By Mark W. Lambert, Special Collections & Government Documents Librarian


The Fred Parks Law Library has recently acquired a volume of great importance to Texas legal history, the 1856 Texas Penal Code and Code of Criminal Procedure. These two codes are combined in one volume, and represent the first official codified version of Texas law. Prior to their enactment, the only official version of Texas law available to the lawyers and judges of the state was the session laws.1

The Texas Constitutions of 1836 and 1845 both had provided that, as soon as possible, the laws of the state should be collected and codified; work was not begun immediately either time. Unofficial compilations of the laws of Texas were created in both 1845 2 and 1850, 3 but these proved so incomplete and confusing to the legal community that eventually enough impetus was created for an official version, which the Texas Legislature authorized in 1854. 4

By an Act of the Texas Legislature on February 11th, 1854, the Governor of Texas was authorized to appoint a committee of three men to revise and digest the civil and criminal laws of the state. 5 Governor Elisha M. Pease appointed to the committee John W. Harris, Oliver C. Hartley, and James Willie. Harris was supposed to revise the civil statutes; Hartley was to compile the code of civil procedure; and Willie was tasked with preparing both the criminal substantive and procedural codes. 6

Governor Pease was himself an attorney, who actually had had a hand in writing Texas' first criminal laws in 1836. 7 Harris was an easy choice for the committee, since he had practiced law with Pease since 1838. 8 Hartley had practiced law since 1844, and was at the time of his appointment to the committee the Reporter of the Texas Supreme Court. 9 Hartley had also previously produced his own unofficial compilation of Texas law in 1850. 10 Willie served in the first legislature of the state of Texas in 1846, began practicing law in 1847, and around the time he was completing the 1856 penal and criminal procedure codes, he was elected Attorney General of Texas. 11

The committee drafted four codes, substantive and procedural codes for both the civil and criminal laws of the state. Only the Penal Code 12 and Code of Criminal Procedure 13 ended up being adopted. 14 Both were first amended by the Legislature, the Penal Code with major amendments, and the Code of Criminal Procedure with only minor ones. The Code of Criminal Procedure was then adopted by the Sixth Legislature on August 26th, 1856, 15 and the Penal Code on August 28th, 1856. 16 James Willie was also contracted to superintend the publication of the volumes and to prepare an index to them. 17 Both codes then went into affect on February 1st, 1857. Both are now known as the Codes of 1856, for the year of their adoption, or as the "Old Codes," sometimes abbreviated "O.C." 18

The two Texas codes were supposedly largely based on Edward Livingston's criminal codes written for Louisiana, 19 which were completed in 1825. Livingston's work aimed at the prevention of crime, not the avenging of it, an extremely enlightened idea at the time. 20 Jeremy Bentham, the English legal reformer and political philosopher, had first agitated for the codification of penal law in England and other common law countries beginning in the 1770s, but it was Livingston who drafted the first actual code based on Bentham's principles. 21

However, the state of Louisiana chose not to adopt Livingston's code, perhaps because it was too revolutionary for its time. 22 As an example, Livingston's code included the abolishment of the death penalty. 23 Livingston also later presented to Congress in 1828 a plan for a system of penal law for the United States. 24 This plan was also never adopted. Nevertheless, Livingston's proposed codes were published and well circulated in Europe and America, which is how they came to the attention of the early Texas codifiers. 25

Thus, the 1856 Texas codes based on Livingston's work were revolutionary for their time, although they did include capital punishment. The 1856 Penal Code was also the first in Texas to declare every criminal offense under the law, therefore eliminating the use of the common law of crimes in Texas. Henceforth the common law governed Texas penal law only as a rule of construction when not in conflict with any statutory provision. 26

In keeping with Articles seven and eight of the new Penal Code, and similar articles in the Code of Criminal Procedure, the Attorney General and the Judges of the state were to prepare reports for the next Legislature if there were any problems with the new codes. Three of those reports have survived, and are quite voluminous. 27 However, the greatest amount of complaints by the legal community against the new codes seems to have been merely for their novelty and newness, which thus also required the legal community to learn the law anew; and the fact that the law since its codification was more plain and less mysterious, and perhaps less intimidating now to the layman, and thus might also lower the level of respect the layman had for the legal profession.

• • • • • • •

Task A - From the article on the 1856 Texas codes, list the men Governor Elisha M. Pease appointed to the revision committee, with the work each was assigned.
Task B - Pick up the article on the 1856 Texas codes after its final sentence and carry it forward.

• • • • • • •

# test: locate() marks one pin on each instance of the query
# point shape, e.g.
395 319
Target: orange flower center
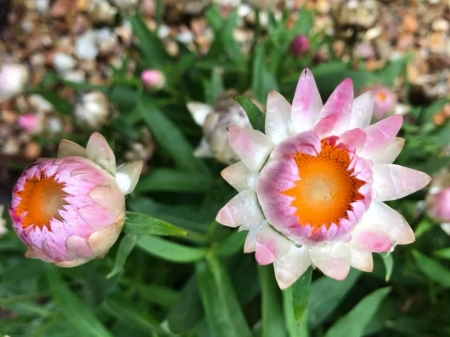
325 189
41 198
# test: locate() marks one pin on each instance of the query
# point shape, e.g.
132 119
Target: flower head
71 209
311 189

• • • • • • •

Right answer A -
- John W. Harris: revise the civil statutes
- Oliver C. Hartley: compile the code of civil procedure
- James Willie: prepare both the criminal substantive and procedural codes

Right answer B -
Several suggested changes to both codes were passed by the next session of the Legislature on February 12, 1858, and they took effect on July 1st, 1858. 28 It would appear that the legal community and citizens of the state were finally happy with, or at least getting used to, the new codes by the time of the next Legislature, since in December 1859, the Attorney General of Texas reported that:

"The defects in the Codes, which have occurred to me as deserving the attention and remedial action of the Legislature, are happily not numerous or very important, for with whatever rancor and severity the system of criminal laws inaugurated by the Codes may have assailed in the outset, it cannot now be denied that the practical workings of the system have fully met, if not exceeded the expectations of its friends, and in a great measure silenced the clamor of its opponents." 29

No official codification of the civil statutes or of the entire set of civil and criminal laws of the State of Texas was completed until 1879. 30 However, two more unofficial compilations of the laws of the state were prepared in 1859 31 and 1866, 32 the second one the most successful venture of the unofficial compilations. 33

It deserves mention that the trailblazing 1856 Texas Penal Code and Code of Criminal Procedure were never published as part of the session laws of the state, and did not end up being reprinted either in Gammel's The Laws of Texas, 34 or John and Henry Sayles' Early Laws of Texas, 35 two widely available reprints of early Texas laws. Thus, this important, seminal volume of Texas criminal law is very rare, even in the state of Texas itself. 36 This important book is now housed in the Fred Parks Law Library's Special Collections Department, in order to receive the extra care and security it deserves. Should you wish to consult the 1856 codes, please contact the library's Special Collections Librarian, or if that person is unavailable, please consult the reference librarian on duty.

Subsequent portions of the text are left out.